Ziel der Übung: Tauschen Sie im Text über Gewitter „Orkanböen" gegen „Sturmböen" aus, und geben Sie die Passage wieder, beginnend mit „Jeder, der schon" und weiter bis einschließlich „beeindruckend.".

Ausgewählter Textauszug:
Thema des Tages

26-06-2018 10:50

Faszination Gewitter - Elmsfeuer

Jeder, der schon einmal ein schweres Gewitter erlebt hat, weiß um die
Gefahr, die davon ausgeht. Häufig sind es die Begleiterscheinungen
wie heftiger Starkregen, Orkanböen, großer Hagel oder Tornados, die
enorme Schäden anrichten. Aber auch Blitzschlag kann ein Haus in
Flammen aufgehen lassen oder für einen getroffenen Menschen sogar
tödlich enden. Trotzdem faszinieren uns diese Gewalten der Natur
immer wieder aufs Neue. Vor allem die mit hohen elektrischen
Spannungen zusammenhängenden Leuchterscheinungen sind besonders
beeindruckend.

Die Spannungen entstehen dabei durch Reibung: Im sogenannten
Aufwindbereich der Gewitterwolke werden sehr viele Wassertröpfchen
und Eiskristalle mit Geschwindigkeiten von über 100 Stundenkilometern
in eisige Höhen, zum Teil über 10 km, katapultiert, um anschließend
wieder in Richtung Erde zu fallen. Dieser Vorgang kann sich mehrmals
wiederholen. Eine der gängigen Theorien besagt, dass die Teilchen auf
ihrem Weg durch die Wolke aneinanderstoßen, wodurch es zu einer
elektrischen Ladungstrennung innerhalb der Wolke kommt. So entstehen
zum einen positive Ladungen, die sich im oberen Bereich der Wolke
ansammeln, zum anderen konzentrieren sich negative Ladungen im
unteren Teil. Die dadurch hervorgerufenen Spannungen sind dabei
erheblich und können bis zu 1.000.000.000 Volt betragen. Sie sind
sogar so groß, dass die negativ geladenen Teilchen am Erdboden, die
der negativ geladenen Unterseite der Wolke nahe sind, abgestoßen
werden (gleichpolige Ladungen stoßen sich ab), sodass sich diese
Region am Boden positiv auflädt.

Extrahierte Daten:
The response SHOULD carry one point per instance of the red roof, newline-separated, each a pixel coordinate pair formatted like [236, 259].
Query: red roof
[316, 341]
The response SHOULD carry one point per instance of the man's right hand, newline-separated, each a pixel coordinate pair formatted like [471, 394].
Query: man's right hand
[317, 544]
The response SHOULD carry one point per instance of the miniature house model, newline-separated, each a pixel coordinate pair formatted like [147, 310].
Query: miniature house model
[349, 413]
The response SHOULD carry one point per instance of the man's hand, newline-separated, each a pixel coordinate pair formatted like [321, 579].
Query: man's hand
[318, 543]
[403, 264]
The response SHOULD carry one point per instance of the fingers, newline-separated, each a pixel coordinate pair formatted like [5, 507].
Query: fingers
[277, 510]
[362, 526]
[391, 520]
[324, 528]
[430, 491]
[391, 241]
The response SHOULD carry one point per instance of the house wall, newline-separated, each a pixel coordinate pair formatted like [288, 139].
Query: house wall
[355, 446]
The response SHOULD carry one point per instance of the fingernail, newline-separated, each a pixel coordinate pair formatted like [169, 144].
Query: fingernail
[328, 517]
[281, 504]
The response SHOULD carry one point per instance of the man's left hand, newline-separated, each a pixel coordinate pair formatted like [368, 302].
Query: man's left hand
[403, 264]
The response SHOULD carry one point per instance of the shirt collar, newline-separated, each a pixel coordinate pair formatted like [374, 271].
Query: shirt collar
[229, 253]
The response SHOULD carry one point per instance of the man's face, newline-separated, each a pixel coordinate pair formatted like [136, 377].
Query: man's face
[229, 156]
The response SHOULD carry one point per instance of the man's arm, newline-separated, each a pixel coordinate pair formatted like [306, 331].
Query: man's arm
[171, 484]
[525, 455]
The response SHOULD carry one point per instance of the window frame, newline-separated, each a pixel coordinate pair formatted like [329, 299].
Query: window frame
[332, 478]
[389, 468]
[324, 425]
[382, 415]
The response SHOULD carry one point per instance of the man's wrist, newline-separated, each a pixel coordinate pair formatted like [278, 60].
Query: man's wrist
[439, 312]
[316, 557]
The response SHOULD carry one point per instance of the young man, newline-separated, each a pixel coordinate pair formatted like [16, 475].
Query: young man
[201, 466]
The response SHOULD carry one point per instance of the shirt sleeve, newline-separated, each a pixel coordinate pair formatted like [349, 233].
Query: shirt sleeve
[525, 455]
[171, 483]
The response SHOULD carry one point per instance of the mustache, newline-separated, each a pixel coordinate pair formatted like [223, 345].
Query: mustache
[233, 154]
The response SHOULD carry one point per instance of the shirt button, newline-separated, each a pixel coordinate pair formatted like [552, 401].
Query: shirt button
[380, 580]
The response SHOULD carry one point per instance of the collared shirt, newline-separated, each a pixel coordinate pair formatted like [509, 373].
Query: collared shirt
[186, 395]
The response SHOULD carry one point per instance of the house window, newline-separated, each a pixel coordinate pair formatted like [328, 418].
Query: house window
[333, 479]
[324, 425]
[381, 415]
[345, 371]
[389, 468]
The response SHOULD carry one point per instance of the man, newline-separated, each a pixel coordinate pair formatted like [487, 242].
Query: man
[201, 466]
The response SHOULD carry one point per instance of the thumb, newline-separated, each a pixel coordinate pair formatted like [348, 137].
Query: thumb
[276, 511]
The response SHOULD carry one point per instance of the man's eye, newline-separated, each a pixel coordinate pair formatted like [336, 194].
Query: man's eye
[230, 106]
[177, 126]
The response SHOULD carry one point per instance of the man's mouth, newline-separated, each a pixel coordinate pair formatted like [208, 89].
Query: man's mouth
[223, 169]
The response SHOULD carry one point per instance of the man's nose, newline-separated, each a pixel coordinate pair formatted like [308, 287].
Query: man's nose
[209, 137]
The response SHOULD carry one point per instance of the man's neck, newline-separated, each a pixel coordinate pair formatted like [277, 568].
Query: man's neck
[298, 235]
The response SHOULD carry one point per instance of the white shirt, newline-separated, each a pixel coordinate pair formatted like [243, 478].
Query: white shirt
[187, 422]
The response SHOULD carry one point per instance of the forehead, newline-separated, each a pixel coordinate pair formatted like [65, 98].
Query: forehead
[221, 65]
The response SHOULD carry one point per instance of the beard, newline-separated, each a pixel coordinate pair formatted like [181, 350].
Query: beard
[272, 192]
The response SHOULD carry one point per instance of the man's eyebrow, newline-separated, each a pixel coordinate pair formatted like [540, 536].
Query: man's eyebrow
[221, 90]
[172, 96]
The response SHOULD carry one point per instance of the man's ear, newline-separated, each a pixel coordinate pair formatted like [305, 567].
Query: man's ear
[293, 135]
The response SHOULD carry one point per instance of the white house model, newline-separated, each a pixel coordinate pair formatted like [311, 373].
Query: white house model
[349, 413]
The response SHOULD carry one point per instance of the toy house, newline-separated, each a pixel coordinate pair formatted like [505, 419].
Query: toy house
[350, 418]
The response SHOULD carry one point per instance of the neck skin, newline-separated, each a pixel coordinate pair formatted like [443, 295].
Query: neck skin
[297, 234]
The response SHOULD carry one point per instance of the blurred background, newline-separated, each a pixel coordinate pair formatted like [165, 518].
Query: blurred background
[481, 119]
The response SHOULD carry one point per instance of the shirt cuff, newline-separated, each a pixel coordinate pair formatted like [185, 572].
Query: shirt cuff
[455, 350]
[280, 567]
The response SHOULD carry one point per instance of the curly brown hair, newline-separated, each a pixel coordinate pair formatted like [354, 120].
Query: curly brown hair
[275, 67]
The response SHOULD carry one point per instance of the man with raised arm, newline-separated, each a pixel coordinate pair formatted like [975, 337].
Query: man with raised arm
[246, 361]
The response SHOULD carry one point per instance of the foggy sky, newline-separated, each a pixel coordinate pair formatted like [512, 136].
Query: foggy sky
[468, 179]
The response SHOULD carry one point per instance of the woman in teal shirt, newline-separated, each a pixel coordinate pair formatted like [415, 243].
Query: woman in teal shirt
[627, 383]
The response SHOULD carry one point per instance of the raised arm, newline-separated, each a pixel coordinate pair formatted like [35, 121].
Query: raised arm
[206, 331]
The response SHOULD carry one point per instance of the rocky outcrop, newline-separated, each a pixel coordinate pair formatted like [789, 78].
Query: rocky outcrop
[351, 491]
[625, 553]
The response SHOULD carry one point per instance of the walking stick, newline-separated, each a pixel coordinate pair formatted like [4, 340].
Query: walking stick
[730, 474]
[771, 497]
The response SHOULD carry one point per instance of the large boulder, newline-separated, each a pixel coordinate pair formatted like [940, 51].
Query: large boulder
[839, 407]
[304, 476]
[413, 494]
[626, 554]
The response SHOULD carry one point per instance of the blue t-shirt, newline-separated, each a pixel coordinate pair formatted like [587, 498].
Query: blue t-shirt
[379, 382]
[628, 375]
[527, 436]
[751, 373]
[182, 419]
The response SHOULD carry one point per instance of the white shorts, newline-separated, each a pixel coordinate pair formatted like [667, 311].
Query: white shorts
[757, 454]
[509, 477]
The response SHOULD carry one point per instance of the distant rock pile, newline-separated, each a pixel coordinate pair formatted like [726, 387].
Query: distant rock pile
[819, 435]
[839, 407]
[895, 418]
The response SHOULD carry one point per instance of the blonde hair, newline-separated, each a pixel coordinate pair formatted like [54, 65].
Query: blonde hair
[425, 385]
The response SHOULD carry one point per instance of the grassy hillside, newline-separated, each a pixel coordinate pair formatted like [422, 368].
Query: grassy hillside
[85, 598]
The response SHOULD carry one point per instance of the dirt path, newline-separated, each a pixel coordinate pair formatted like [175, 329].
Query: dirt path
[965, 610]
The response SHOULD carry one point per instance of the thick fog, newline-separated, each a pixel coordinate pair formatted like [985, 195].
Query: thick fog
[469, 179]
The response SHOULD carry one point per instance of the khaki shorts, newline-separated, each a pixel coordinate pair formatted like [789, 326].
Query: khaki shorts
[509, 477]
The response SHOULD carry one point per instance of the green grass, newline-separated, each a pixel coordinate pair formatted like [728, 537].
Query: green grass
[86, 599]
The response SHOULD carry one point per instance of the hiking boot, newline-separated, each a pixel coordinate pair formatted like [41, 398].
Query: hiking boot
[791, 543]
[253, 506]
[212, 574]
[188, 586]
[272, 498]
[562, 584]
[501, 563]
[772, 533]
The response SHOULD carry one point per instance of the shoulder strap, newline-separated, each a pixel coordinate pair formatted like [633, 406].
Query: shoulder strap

Bearbeitete Übung:
Jeder, der schon einmal ein schweres Gewitter erlebt hat, weiß um die
Gefahr, die davon ausgeht. Häufig sind es die Begleiterscheinungen
wie heftiger Starkregen, Sturmböen, großer Hagel oder Tornados, die
enorme Schäden anrichten. Aber auch Blitzschlag kann ein Haus in
Flammen aufgehen lassen oder für einen getroffenen Menschen sogar
tödlich enden. Trotzdem faszinieren uns diese Gewalten der Natur
immer wieder aufs Neue. Vor allem die mit hohen elektrischen
Spannungen zusammenhängenden Leuchterscheinungen sind besonders
beeindruckend.